▶ _Work to be completed_: Please copy the records below line for line, with no changes to any wording, number, or punctuation.

### Raw records

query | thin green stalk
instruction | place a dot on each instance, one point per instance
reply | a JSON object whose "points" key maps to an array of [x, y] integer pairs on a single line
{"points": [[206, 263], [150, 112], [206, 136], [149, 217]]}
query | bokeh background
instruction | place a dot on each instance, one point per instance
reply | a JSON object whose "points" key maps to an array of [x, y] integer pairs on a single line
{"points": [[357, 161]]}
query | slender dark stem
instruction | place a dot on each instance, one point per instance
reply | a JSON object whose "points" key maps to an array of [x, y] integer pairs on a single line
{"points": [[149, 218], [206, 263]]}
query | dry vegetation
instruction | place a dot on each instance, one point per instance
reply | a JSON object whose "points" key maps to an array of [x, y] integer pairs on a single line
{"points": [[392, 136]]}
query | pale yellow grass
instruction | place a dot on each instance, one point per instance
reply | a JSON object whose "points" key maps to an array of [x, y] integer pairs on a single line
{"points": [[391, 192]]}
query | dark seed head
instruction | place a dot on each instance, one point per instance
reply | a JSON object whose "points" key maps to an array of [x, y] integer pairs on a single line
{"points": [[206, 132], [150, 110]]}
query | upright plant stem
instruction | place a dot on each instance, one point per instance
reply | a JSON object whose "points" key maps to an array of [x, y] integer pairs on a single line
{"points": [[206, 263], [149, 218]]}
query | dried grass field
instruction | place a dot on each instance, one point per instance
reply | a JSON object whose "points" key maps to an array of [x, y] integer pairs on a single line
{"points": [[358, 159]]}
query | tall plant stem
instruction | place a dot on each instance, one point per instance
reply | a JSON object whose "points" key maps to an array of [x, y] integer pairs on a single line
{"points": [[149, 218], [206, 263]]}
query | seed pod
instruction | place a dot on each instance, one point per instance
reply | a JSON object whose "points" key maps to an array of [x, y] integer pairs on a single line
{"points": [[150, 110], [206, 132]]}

######

▶ _Expected answer_:
query | thin green stalk
instruction | place a dot on each instance, one point per instance
reply | a JSON object whose "points" key maps to an array of [x, y] integer pairs on a single line
{"points": [[206, 263], [150, 112], [206, 136], [149, 217]]}
query | bokeh background
instruction | place a dot on each instance, one point per instance
reply | a JSON object whose "points" key maps to an array of [x, y] integer pairs on a single line
{"points": [[357, 161]]}
query | slender dark stem
instruction | place a dot on each instance, one point per instance
reply | a JSON object whose "points" key maps to an array of [x, y] integer pairs on a single line
{"points": [[149, 218], [206, 263]]}
query | dry vegetation
instruction | place a dot on each instance, one point per instance
reply | a JSON object whose "points" key maps to an array of [x, y] integer pairs on a single line
{"points": [[392, 136]]}
query | pale yellow grass
instruction | place a dot on each instance, one point per instance
reply | a JSON object whose "points" key maps to an array of [x, y] integer pairs on a single line
{"points": [[391, 192]]}
query | dark seed head
instruction | place a dot on each instance, one point per instance
reply | a JSON object whose "points" key maps to an array of [x, y] integer pairs on a single line
{"points": [[206, 132], [150, 110]]}
query | upright plant stem
instruction | place a dot on each instance, one point per instance
reply | a JSON object whose "points" key maps to an array of [x, y] integer pairs on a single line
{"points": [[206, 263], [149, 218]]}
query | dried grass field
instruction | place a dot on each instance, one point per instance
reply | a JSON object whose "points" key maps to an array of [x, y] integer pairs on a single line
{"points": [[358, 159]]}
query | tall plant stem
instruction | place a dot on each instance, one point per instance
reply | a JSON object whose "points" key maps to an array of [x, y] integer pairs on a single line
{"points": [[149, 218], [206, 263]]}
query | seed pod
instruction | place a dot on each instance, one point per instance
reply | a JSON object whose "points" key maps to an array of [x, y] integer pairs on a single line
{"points": [[150, 110], [206, 132]]}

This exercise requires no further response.